● **DIRECTION 1**
In the passage on modernity, science, and liberalism, how is technology defined?

● **TEXT TO READ**

— START —

B. Modern natural science and liberalism are dual consequences of modernity
1. Science and technology
Those tendencies have given us modern natural science, which is based on controlled experiment and observation that can be repeated by anyone with the necessary training and equipment, and technology, which is the application of science for comprehensive practical control of nature.
2. Liberalism
a. Modernity and liberalism
Those tendencies have also given us liberalism.
The limitation of thought to what we can see, grasp, and master through our own resources has moral consequences. It favors moral views that amount to variations on utilitarianism—to treating satisfaction of preferences as the goal of all morality and social order. After all, the things of which most people are most vividly aware in connection with action are pleasures, pains, desires and preferences, what works and what doesn’t work.
What we want and how to get it is therefore the basis for modern morality, just as our senses and ability to control nature are the basis for modern natural science. All that is needed to turn the utilitarian outlook implicit in modernity, that makes human preferences the standard, into full-blown liberalism is to add the logical consideration that since all preferences are equally preferences, as such they have an equal claim to favor.

— END —

● **DIRECTION 2**
Rewrite the lines of the records below as a numbered list, omitting any blank lines.

● **RECORDS SUPPLIED**
— START —

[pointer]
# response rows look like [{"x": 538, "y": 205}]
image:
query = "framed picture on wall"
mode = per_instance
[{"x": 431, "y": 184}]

— END —

● **WORKED ANSWER 1**
Technology is the application of science for comprehensive practical control of nature.

● **WORKED ANSWER 2**
1. [pointer]
2. # response rows look like [{"x": 538, "y": 205}]
3. image:
4. query = "framed picture on wall"
5. mode = per_instance
6. [{"x": 431, "y": 184}]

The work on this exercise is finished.